— begin Listed entries —

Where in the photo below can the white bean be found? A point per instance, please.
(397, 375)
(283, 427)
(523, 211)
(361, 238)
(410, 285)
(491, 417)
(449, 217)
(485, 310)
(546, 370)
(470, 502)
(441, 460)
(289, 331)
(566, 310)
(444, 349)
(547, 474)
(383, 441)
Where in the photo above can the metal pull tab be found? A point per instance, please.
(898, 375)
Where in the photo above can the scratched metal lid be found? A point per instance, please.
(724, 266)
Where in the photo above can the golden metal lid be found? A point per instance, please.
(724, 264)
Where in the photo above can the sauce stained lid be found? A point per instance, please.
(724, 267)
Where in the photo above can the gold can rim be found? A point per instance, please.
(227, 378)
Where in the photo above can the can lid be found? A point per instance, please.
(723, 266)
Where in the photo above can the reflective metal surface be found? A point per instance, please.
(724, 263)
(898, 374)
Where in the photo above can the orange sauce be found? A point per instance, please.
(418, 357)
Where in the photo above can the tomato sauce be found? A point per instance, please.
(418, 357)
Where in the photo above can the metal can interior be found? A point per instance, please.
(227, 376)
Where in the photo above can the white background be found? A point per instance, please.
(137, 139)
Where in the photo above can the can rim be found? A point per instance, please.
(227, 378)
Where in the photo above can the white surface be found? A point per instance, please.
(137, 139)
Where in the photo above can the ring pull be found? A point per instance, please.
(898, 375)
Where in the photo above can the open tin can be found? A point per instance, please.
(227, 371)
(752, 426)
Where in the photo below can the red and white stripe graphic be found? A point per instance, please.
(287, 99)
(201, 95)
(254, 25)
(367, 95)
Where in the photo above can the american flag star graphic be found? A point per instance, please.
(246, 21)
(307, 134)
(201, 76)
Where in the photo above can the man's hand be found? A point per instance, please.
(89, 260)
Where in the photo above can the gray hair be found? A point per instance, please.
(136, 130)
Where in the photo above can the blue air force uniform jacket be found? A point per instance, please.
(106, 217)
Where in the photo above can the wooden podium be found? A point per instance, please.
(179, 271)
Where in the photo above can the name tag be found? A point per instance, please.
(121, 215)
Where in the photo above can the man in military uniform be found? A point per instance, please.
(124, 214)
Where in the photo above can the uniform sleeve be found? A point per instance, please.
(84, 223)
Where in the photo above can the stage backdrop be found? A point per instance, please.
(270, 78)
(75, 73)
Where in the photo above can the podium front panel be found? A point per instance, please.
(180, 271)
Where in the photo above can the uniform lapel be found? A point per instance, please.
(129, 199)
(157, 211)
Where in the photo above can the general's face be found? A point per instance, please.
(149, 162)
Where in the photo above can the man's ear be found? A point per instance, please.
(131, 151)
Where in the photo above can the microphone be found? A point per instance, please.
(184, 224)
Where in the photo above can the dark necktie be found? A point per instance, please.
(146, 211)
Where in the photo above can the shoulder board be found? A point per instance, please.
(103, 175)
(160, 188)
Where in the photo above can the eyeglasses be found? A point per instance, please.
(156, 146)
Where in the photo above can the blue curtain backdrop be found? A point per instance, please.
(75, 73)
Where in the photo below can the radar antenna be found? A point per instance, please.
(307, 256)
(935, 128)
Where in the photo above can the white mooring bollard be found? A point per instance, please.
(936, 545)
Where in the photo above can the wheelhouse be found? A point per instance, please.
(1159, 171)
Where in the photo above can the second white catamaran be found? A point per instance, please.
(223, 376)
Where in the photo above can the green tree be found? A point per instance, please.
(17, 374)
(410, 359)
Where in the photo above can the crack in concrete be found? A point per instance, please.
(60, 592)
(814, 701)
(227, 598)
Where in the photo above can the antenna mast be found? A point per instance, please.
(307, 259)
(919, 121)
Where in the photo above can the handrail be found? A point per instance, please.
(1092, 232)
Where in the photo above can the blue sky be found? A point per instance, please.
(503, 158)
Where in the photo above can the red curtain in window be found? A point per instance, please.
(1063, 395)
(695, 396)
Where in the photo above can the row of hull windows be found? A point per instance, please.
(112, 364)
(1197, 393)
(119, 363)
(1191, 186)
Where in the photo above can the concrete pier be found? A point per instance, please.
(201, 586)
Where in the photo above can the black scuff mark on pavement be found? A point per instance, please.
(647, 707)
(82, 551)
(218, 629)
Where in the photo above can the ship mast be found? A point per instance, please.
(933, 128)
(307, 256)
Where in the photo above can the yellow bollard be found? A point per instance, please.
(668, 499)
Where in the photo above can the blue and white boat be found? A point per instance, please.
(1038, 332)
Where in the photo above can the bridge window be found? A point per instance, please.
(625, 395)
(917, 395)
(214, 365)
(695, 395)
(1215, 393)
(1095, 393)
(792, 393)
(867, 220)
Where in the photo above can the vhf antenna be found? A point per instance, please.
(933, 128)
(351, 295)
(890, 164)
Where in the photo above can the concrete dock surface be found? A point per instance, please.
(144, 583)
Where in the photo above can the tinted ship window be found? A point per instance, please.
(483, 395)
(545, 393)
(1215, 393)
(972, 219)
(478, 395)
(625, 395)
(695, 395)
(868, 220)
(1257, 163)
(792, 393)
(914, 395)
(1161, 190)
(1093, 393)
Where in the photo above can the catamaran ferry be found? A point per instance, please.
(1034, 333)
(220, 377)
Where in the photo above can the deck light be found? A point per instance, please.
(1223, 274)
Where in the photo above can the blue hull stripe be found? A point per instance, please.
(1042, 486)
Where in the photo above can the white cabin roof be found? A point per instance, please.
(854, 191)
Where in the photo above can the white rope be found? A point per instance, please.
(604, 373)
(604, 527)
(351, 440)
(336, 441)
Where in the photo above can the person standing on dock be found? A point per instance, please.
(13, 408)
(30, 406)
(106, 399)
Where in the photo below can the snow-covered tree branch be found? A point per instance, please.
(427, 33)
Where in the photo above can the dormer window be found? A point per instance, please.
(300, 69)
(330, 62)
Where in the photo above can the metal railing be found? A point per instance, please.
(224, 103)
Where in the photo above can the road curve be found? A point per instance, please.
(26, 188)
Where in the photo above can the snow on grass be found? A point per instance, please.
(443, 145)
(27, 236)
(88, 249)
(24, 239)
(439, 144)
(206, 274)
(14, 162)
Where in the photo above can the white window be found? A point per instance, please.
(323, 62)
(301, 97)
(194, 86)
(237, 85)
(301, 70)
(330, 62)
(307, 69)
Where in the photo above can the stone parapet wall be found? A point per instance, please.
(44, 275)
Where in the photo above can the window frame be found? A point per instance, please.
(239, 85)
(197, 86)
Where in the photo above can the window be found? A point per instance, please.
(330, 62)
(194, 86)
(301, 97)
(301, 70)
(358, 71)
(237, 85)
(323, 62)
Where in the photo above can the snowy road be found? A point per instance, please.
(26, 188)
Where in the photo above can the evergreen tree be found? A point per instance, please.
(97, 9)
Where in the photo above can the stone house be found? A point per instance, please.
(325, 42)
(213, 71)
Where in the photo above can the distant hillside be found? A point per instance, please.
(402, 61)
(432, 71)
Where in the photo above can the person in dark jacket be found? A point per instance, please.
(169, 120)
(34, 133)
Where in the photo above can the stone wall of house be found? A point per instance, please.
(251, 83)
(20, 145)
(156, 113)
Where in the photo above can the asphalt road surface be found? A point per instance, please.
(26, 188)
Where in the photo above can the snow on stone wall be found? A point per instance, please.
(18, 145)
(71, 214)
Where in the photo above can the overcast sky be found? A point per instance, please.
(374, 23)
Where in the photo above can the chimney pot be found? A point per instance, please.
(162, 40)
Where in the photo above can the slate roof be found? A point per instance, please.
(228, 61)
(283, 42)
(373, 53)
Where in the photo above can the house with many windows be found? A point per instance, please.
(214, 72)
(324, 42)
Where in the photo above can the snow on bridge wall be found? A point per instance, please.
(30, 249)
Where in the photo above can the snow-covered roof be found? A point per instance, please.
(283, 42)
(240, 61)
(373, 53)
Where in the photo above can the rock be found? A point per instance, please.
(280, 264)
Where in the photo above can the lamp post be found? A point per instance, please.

— end Listed entries —

Will you reproduce the lines between the line holding "Where in the photo above can the general's" and the line holding "(1191, 186)", inclusive, renaming "curtain" to "drape" and leaving everything else unchanged?

§ Written reply
Where in the photo above can the general's face be found? A point per instance, please.
(149, 162)
Where in the photo above can the man's ear be found? A point per instance, please.
(131, 151)
Where in the photo above can the microphone be found? A point per instance, please.
(184, 224)
Where in the photo above can the dark necktie be found? A point per instance, please.
(146, 211)
Where in the photo above can the shoulder board be found? A point per instance, please.
(103, 175)
(160, 188)
Where in the photo above can the eyeglasses be found? A point per instance, please.
(156, 146)
Where in the photo above can the blue drape backdrop be found? A point per instance, please.
(75, 73)
Where in the photo below can the radar antenna be found? A point per instance, please.
(307, 256)
(935, 128)
Where in the photo above can the white mooring bollard be found? A point per instance, please.
(936, 545)
Where in the photo above can the wheelhouse be found? A point per instance, please.
(1159, 171)
Where in the photo above can the second white catamaran be found? A point per instance, please.
(223, 376)
Where in the photo above can the green tree be found? A point per instance, please.
(17, 374)
(410, 359)
Where in the photo above can the crack in concrete be found? A point per instance, please.
(60, 592)
(814, 701)
(227, 598)
Where in the photo above can the antenna mast be found? A point per instance, please.
(307, 259)
(919, 121)
Where in the photo above can the handrail be found? A point per instance, please.
(1092, 232)
Where in the photo above can the blue sky be found? A point per instance, please.
(503, 158)
Where in the photo above can the red drape in window be found? A point per instance, please.
(1063, 395)
(695, 396)
Where in the photo above can the row of hull windows be found? A point per instance, please.
(112, 364)
(1197, 393)
(119, 363)
(1191, 186)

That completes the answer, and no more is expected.